What to produce =>
Format the entries below as a Markdown table with two columns, Row and Line, giving each line its own numbered row and leaving out any blank lines.

Dataset content =>
● ● ● ● ●
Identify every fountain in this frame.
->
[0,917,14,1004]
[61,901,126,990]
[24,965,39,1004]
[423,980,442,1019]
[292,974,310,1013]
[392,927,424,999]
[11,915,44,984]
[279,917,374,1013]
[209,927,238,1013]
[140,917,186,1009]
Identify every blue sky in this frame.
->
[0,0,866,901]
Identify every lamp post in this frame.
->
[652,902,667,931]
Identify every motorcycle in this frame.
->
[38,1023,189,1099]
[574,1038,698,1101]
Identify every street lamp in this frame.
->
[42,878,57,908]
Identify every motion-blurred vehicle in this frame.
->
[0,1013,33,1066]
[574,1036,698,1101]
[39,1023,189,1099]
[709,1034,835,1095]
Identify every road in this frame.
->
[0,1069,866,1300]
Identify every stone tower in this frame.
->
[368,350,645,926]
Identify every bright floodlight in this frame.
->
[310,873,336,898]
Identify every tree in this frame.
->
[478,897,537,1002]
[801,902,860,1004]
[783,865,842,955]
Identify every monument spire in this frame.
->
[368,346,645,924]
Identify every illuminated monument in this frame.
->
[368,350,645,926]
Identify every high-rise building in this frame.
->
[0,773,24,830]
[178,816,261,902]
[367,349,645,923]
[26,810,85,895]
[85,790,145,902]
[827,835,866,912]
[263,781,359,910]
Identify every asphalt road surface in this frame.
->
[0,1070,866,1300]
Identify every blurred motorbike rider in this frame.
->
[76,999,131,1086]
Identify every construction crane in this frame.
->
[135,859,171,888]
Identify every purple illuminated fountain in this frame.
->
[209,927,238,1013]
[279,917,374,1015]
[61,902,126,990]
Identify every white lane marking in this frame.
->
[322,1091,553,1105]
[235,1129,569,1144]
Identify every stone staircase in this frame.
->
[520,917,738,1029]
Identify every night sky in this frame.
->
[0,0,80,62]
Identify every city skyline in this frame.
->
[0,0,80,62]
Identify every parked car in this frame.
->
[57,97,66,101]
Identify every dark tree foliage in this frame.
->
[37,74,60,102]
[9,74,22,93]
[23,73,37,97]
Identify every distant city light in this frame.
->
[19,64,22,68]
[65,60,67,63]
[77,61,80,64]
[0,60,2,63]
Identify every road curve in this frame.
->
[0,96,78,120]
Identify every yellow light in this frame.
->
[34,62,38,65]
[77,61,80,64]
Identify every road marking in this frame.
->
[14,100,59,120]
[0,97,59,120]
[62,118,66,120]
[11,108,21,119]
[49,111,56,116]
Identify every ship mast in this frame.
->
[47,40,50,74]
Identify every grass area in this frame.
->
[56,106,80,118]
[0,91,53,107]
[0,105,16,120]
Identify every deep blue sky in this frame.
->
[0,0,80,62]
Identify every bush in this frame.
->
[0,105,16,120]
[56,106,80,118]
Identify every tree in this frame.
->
● ● ● ● ●
Solution to the exercise =>
| Row | Line |
|---|---|
| 1 | Identify every fountain in this frame. |
| 2 | -> |
| 3 | [0,917,14,1004] |
| 4 | [61,901,126,990] |
| 5 | [24,965,39,1004] |
| 6 | [423,980,442,1019] |
| 7 | [292,974,310,1013] |
| 8 | [392,927,424,999] |
| 9 | [11,915,44,984] |
| 10 | [279,917,374,1013] |
| 11 | [209,927,238,1013] |
| 12 | [140,917,186,1009] |
| 13 | Identify every blue sky in this frame. |
| 14 | -> |
| 15 | [0,0,866,901] |
| 16 | Identify every lamp post in this frame. |
| 17 | -> |
| 18 | [652,902,667,931] |
| 19 | Identify every motorcycle in this frame. |
| 20 | -> |
| 21 | [38,1023,189,1099] |
| 22 | [574,1038,698,1101] |
| 23 | Identify every street lamp in this frame. |
| 24 | -> |
| 25 | [42,878,57,908] |
| 26 | Identify every motion-blurred vehicle in this frame. |
| 27 | -> |
| 28 | [0,1013,33,1066] |
| 29 | [574,1036,698,1101] |
| 30 | [39,1023,189,1099] |
| 31 | [709,1034,835,1095] |
| 32 | Identify every road in this frame. |
| 33 | -> |
| 34 | [0,1069,866,1300] |
| 35 | Identify every stone tower in this frame. |
| 36 | -> |
| 37 | [368,350,645,926] |
| 38 | Identify every bright floodlight in this frame. |
| 39 | -> |
| 40 | [310,873,336,898] |
| 41 | Identify every tree in this frame. |
| 42 | -> |
| 43 | [478,897,537,1002] |
| 44 | [801,902,860,1004] |
| 45 | [783,865,842,955] |
| 46 | Identify every monument spire in this frame. |
| 47 | -> |
| 48 | [368,346,645,924] |
| 49 | Identify every illuminated monument in this frame. |
| 50 | -> |
| 51 | [368,350,645,926] |
| 52 | Identify every high-rise building in this frame. |
| 53 | -> |
| 54 | [0,773,24,830] |
| 55 | [178,816,261,902] |
| 56 | [367,349,645,923] |
| 57 | [26,810,85,895] |
| 58 | [85,790,145,902] |
| 59 | [827,835,866,912] |
| 60 | [263,781,359,910] |
| 61 | Identify every asphalt road surface in this frame. |
| 62 | -> |
| 63 | [0,1070,866,1300] |
| 64 | Identify every blurred motorbike rider in this frame. |
| 65 | -> |
| 66 | [76,999,131,1086] |
| 67 | Identify every construction crane in this frame. |
| 68 | -> |
| 69 | [135,859,171,888] |
| 70 | Identify every purple illuminated fountain in this frame. |
| 71 | -> |
| 72 | [209,927,238,1013] |
| 73 | [279,917,374,1015] |
| 74 | [61,902,126,990] |
| 75 | Identify every white lane marking in this frame. |
| 76 | -> |
| 77 | [322,1091,553,1105] |
| 78 | [235,1129,569,1144] |
| 79 | Identify every stone staircase in this frame. |
| 80 | -> |
| 81 | [520,917,738,1029] |
| 82 | Identify every night sky in this frame. |
| 83 | -> |
| 84 | [0,0,80,62] |
| 85 | Identify every city skyline in this frame. |
| 86 | -> |
| 87 | [0,0,80,62] |
| 88 | Identify every parked car in this frame. |
| 89 | -> |
| 90 | [57,97,66,101] |
| 91 | Identify every dark tree foliage in this frame. |
| 92 | -> |
| 93 | [37,74,60,102] |
| 94 | [9,74,22,93] |
| 95 | [23,73,37,97] |
| 96 | Identify every distant city light in this frame. |
| 97 | -> |
| 98 | [19,64,22,68] |
| 99 | [65,60,67,63] |
| 100 | [77,61,80,64] |
| 101 | [0,60,2,63] |
| 102 | Identify every road curve in this frame. |
| 103 | -> |
| 104 | [0,96,78,120] |
| 105 | Identify every yellow light in this frame. |
| 106 | -> |
| 107 | [34,62,38,65] |
| 108 | [77,61,80,64] |
| 109 | Identify every road marking in this frame. |
| 110 | -> |
| 111 | [14,100,59,120] |
| 112 | [0,97,59,120] |
| 113 | [62,118,66,120] |
| 114 | [11,108,21,119] |
| 115 | [49,111,56,116] |
| 116 | Identify every ship mast in this frame. |
| 117 | -> |
| 118 | [47,40,50,74] |
| 119 | Identify every grass area in this frame. |
| 120 | -> |
| 121 | [56,106,80,118] |
| 122 | [0,91,53,107] |
| 123 | [0,105,16,120] |
| 124 | Identify every deep blue sky in this frame. |
| 125 | -> |
| 126 | [0,0,80,62] |
| 127 | Identify every bush in this frame. |
| 128 | -> |
| 129 | [0,105,16,120] |
| 130 | [56,106,80,118] |
| 131 | Identify every tree in this frame. |
| 132 | -> |